» Required task:
Write out the whole listing again, exactly as given.

» Dataset excerpts:
--- Start ---
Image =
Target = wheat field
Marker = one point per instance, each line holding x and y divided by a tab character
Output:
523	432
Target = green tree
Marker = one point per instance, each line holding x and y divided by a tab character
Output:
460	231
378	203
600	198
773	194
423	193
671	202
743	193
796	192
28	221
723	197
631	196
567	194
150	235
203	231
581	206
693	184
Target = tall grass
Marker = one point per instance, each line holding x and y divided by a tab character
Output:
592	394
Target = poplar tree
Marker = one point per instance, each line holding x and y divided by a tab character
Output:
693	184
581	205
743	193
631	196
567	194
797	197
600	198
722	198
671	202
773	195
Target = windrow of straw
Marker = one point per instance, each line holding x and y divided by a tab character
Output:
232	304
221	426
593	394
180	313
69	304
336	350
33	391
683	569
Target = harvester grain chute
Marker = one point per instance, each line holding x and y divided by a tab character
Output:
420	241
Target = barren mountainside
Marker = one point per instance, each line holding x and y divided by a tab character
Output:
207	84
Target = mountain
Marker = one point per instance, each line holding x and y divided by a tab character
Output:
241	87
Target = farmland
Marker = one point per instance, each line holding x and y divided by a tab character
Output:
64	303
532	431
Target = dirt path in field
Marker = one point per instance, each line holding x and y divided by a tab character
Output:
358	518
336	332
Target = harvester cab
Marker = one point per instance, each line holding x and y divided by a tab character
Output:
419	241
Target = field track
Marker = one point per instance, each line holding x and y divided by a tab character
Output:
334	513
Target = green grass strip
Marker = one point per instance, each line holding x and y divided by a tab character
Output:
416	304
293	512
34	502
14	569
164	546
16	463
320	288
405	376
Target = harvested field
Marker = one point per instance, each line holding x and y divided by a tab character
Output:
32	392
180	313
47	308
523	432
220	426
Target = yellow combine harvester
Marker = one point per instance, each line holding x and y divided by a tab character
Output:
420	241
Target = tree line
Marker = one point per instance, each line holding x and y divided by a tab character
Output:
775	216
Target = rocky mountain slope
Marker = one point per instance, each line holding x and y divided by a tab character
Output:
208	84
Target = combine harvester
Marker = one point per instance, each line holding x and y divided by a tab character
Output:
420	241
--- End ---
» Answer for the task:
Image =
Target = wheat field
Marker = one point per instance, each line holding x and y divided by a tab character
Output:
523	432
Target = green tree
Marker = one point per instance, each line holding x and y divided by a tab character
Output:
460	231
378	203
600	198
773	194
423	193
671	202
743	193
796	192
28	221
723	197
631	196
567	194
150	235
203	231
581	206
693	184
Target = tall grass
Marker = one point per instance, each line holding x and y divided by a tab character
Output:
592	394
Target = poplar tree
Marker = one point per instance, each line holding x and y divided by a tab character
Output:
693	184
581	205
743	193
631	196
567	194
797	197
600	198
722	198
671	202
773	195
Target = windrow of straw
Marker = one point per instance, each line holding x and y divided by a tab character
Output:
232	304
221	426
593	394
180	313
69	304
336	350
33	391
683	569
Target = harvester grain chute
Marker = one point per instance, each line holding x and y divided by a tab character
Output:
420	241
Target = barren mountainside
Marker = one point per instance, each line holding x and y divided by a tab character
Output:
207	84
Target = mountain
Marker = one point per instance, each line holding x and y divided by a tab character
Output:
241	87
Target = farmland
Marker = one point per instance, each line holding x and y divided by a tab character
Output:
64	303
532	431
Target = dirt path in field
Marker = one point per instance, each line holding x and y divided by a tab character
Output:
358	518
336	332
Target = harvester cab
Marker = one point per instance, each line holding x and y divided by a tab character
Output:
419	241
Target = field track
Marker = one point per instance, each line holding x and y divided by a tab character
Output:
334	513
Target = green grass strip
Marker = one point per instance, each line holding x and y divided by a tab character
Output:
416	304
293	512
34	502
14	569
164	546
16	463
320	288
405	376
Target = harvested field
Marker = one point per instance, each line holding x and y divided by a tab character
Output:
32	392
180	313
47	308
523	432
220	426
Target = yellow combine harvester
Marker = one point per instance, each line holding x and y divided by a tab character
Output:
420	241
Target = tree line
Marker = one point per instance, each line holding x and y divided by a tab character
Output:
775	216
Target = rocky mountain slope
Marker = one point per instance, each line holding x and y divided by a tab character
Output:
208	84
Target = combine harvester
Marker = one point per instance, each line holding x and y divided by a tab character
Output:
420	241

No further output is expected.